───── Text passage

# Footoon Aqua Master RTA | Innovative Airflow



## Daniel (5/9/18)

Not much info on this one , but really innovative airflow design , specs below : 
Let's hope it's easier to build/wick than the Reboot ..... 









AQUA MASTER RTA
Color

SUS,Sand Blast,BLUE,BLACK

Specification


Big 24mm build deck


810 Driptip compatible


Revolutionary new airflow design - Piston Flow System


Provides smoother airflow and increased taste


Easy to build coils


24mm Diameter


Height 44mm (including drip tip)


Compatible with Aqua Reboot Juice Tank Section


4.4ml Juice Capacity with Bubble Tank , 2.6ml Juice Capacity with Straight Tank

Box Contents


1* Aqua Master RTA


1* Bubble glass


1* Accessory bag


1* Screw Driver


Only review I could fine ......

Reactions: Like 1


----------



## OnePowerfulCorsa (5/9/18)

──────────
───── Listing

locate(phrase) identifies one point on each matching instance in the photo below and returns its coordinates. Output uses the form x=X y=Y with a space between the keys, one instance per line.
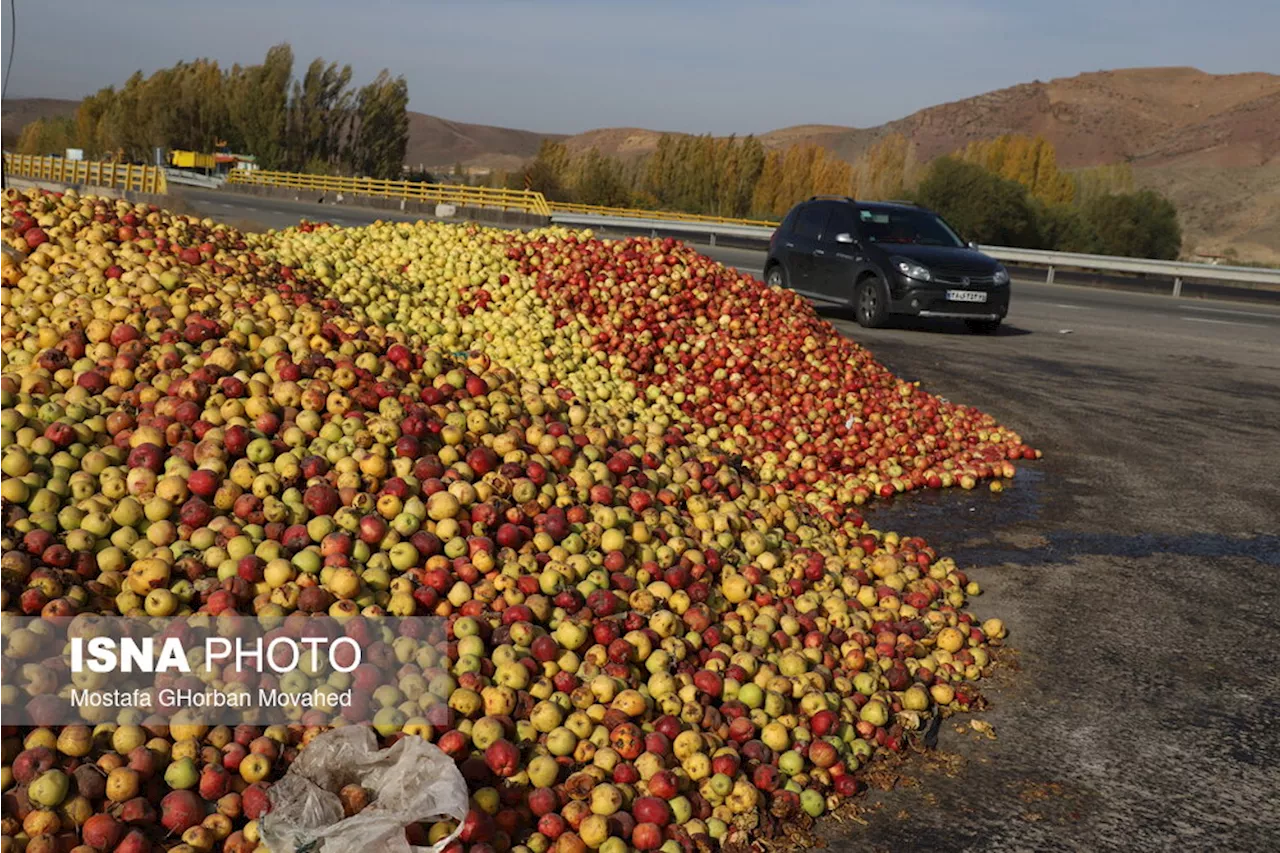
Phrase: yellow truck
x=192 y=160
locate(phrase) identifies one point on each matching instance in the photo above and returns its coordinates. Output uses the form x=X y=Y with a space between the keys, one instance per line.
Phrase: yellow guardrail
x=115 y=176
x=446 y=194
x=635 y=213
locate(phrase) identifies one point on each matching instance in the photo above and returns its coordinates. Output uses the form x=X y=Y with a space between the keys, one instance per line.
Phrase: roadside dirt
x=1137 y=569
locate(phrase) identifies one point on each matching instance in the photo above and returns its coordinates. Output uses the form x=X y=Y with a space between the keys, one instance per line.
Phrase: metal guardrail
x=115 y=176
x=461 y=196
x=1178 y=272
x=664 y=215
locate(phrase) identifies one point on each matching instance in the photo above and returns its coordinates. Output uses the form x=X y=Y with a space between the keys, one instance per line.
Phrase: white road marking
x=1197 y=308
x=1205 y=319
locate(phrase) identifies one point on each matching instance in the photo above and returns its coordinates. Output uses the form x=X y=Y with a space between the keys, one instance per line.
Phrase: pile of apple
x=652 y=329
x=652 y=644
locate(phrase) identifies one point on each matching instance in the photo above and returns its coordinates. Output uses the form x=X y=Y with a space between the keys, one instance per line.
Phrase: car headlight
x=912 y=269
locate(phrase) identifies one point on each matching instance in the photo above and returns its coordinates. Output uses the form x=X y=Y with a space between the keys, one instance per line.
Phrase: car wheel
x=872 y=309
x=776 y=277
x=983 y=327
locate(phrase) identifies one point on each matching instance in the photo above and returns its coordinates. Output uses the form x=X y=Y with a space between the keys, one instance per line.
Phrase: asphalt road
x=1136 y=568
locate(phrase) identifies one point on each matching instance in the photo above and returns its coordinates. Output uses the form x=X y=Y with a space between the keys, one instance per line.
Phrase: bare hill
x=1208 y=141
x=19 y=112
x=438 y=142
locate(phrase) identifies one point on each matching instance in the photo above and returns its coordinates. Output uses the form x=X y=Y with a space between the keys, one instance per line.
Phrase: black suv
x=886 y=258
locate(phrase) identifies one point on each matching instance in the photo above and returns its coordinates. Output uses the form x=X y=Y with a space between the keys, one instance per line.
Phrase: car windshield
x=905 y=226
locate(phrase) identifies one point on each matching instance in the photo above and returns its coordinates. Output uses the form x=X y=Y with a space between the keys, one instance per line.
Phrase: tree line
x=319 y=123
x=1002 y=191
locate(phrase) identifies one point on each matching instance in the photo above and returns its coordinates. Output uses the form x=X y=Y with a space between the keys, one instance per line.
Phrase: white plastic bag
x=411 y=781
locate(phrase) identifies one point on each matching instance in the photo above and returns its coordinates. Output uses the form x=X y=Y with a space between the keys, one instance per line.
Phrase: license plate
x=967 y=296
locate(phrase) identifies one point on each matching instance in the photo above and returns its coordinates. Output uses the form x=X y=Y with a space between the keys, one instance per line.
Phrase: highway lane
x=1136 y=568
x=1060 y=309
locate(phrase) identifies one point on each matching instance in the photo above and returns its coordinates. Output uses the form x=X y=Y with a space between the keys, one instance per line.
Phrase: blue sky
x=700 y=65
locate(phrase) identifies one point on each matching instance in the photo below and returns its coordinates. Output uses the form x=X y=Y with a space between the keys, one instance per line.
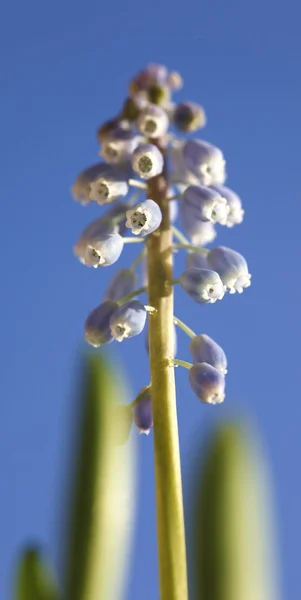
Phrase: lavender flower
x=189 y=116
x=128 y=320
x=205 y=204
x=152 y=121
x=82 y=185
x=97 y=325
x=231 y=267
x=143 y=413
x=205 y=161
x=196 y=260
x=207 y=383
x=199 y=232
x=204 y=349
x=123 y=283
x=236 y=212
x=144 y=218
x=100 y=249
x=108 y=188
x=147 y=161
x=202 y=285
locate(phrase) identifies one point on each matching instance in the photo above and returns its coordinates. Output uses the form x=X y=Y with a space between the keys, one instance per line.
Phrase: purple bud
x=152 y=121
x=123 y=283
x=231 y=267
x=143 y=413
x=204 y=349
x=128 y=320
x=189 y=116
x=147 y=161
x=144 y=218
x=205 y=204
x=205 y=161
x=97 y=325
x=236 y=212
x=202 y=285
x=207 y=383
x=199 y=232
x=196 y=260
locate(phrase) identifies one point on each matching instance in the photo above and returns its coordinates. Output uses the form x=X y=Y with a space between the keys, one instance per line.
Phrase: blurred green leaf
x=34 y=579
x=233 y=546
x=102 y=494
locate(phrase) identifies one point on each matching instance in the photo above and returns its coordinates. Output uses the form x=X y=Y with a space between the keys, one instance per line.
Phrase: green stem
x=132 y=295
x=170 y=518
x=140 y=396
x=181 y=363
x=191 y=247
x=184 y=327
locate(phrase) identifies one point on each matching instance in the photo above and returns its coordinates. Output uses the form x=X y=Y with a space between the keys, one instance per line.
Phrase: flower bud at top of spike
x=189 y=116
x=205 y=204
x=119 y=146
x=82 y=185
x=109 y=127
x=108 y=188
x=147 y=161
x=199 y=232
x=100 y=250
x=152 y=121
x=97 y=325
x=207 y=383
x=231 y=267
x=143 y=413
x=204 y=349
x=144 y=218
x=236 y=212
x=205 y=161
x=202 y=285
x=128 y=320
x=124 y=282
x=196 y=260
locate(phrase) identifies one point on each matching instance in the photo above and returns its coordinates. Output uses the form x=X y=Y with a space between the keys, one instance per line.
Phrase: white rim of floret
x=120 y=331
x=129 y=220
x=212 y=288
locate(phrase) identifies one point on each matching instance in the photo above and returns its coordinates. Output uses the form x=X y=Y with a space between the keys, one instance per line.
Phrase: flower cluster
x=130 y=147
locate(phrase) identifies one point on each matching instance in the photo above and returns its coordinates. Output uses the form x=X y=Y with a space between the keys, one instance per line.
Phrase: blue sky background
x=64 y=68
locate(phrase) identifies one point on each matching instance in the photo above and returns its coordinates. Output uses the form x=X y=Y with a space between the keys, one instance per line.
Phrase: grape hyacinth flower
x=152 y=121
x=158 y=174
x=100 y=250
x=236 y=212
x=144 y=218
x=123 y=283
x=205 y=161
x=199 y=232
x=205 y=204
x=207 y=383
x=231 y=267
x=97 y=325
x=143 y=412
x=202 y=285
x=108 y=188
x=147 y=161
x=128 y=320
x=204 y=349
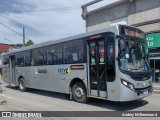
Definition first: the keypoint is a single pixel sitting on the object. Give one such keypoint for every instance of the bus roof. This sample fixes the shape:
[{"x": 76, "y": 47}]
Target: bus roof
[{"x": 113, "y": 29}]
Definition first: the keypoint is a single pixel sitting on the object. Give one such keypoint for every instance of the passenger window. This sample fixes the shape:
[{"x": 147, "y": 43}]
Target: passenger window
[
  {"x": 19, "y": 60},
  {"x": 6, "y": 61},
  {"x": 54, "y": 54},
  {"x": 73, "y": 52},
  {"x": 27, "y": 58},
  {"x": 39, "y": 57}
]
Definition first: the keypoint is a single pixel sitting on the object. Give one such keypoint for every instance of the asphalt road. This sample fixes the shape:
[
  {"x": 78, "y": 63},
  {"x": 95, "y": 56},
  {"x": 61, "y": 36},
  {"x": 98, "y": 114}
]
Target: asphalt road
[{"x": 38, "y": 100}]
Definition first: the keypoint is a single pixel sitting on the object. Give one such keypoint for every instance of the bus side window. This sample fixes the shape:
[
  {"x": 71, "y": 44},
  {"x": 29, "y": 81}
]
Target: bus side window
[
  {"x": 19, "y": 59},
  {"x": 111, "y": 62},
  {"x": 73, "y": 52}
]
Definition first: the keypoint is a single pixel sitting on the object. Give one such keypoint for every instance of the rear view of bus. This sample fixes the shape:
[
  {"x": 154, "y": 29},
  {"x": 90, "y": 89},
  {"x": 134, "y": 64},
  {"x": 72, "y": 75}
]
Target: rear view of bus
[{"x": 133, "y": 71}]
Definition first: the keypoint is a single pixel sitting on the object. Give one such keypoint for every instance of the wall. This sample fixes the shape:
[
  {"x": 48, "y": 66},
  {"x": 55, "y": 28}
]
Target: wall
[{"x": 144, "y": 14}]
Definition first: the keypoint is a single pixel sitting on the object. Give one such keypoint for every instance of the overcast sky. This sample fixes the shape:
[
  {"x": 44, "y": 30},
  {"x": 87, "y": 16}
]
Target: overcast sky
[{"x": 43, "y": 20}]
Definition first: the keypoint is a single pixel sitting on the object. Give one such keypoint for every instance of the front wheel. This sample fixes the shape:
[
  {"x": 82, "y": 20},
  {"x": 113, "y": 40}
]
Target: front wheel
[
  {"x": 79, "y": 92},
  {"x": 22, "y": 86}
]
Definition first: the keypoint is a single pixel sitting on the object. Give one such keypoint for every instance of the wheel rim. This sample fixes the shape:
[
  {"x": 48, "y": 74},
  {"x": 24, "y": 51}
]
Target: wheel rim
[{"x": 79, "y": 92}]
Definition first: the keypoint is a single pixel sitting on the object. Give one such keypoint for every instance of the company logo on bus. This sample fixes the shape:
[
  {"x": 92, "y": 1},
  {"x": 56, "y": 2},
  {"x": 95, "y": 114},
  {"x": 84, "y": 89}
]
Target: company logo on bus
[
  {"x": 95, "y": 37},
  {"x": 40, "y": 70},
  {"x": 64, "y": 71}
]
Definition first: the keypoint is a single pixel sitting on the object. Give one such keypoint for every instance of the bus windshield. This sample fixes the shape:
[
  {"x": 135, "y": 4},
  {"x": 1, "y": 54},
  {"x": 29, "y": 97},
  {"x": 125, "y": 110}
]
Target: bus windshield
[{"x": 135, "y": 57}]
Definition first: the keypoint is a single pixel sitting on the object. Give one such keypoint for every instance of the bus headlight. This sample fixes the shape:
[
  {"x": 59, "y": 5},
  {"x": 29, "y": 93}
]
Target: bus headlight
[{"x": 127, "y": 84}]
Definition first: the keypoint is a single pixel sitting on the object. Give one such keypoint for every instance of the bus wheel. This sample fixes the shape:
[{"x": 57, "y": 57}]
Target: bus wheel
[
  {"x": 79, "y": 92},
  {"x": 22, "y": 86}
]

──────────

Written tasks:
1/ Do these statements agree with the Aqua Master RTA thread? (a) The build deck measures 24mm. (b) The bubble tank holds 2.6ml of juice. (c) The stated height leaves out the drip tip. Answer yes or no for each, quoting the deciding words.
2/ Write the next part of the Aqua Master RTA thread, starting after its last line.
The material has nothing to do with the Aqua Master RTA thread.

Answers for the tasks:
1/
(a) Yes: "Big 24mm build deck"
(b) No: "4.4ml Juice Capacity with Bubble Tank"
(c) No: "Height 44mm (including drip tip)"

2/
Thanks for this, will give it a try when it lands in SA. As an aside, it is painful to watch Jai Haze these days (my opinion).

Reactions: Like 1 | Agree 3


----------



## Daniel (5/9/18)

OnePowerfulCorsa said:


> Thanks for this, will give it a try when it lands in SA. As an aside, it is painful to watch Jai Haze these days (my opinion).



Agree totally , you want to be a comedian be a comedian , otherwise STFU and just do the review .....

Reactions: Like 1 | Agree 2


----------



## vicTor (5/9/18)

OnePowerfulCorsa said:


> Thanks for this, will give it a try when it lands in SA. As an aside, it is painful to watch Jai Haze these days (my opinion).



don't worry, you are not alone

what a chop

Reactions: Like 1 | Agree 2


----------



## KZOR (5/9/18)

OnePowerfulCorsa said:


> will give it a try when it lands in SA.


I am almost sure he got paid for his first review since he glorified it hugely but never mentioned it or used it ever again in another review or appearance. Bought it because of his orgasmic review but was disappointed. Bit worried the same thing has happened again.
Will skip this one because of that.

Reactions: Like 1 | Agree 2 | Winner 1


----------



## daniel craig (5/9/18)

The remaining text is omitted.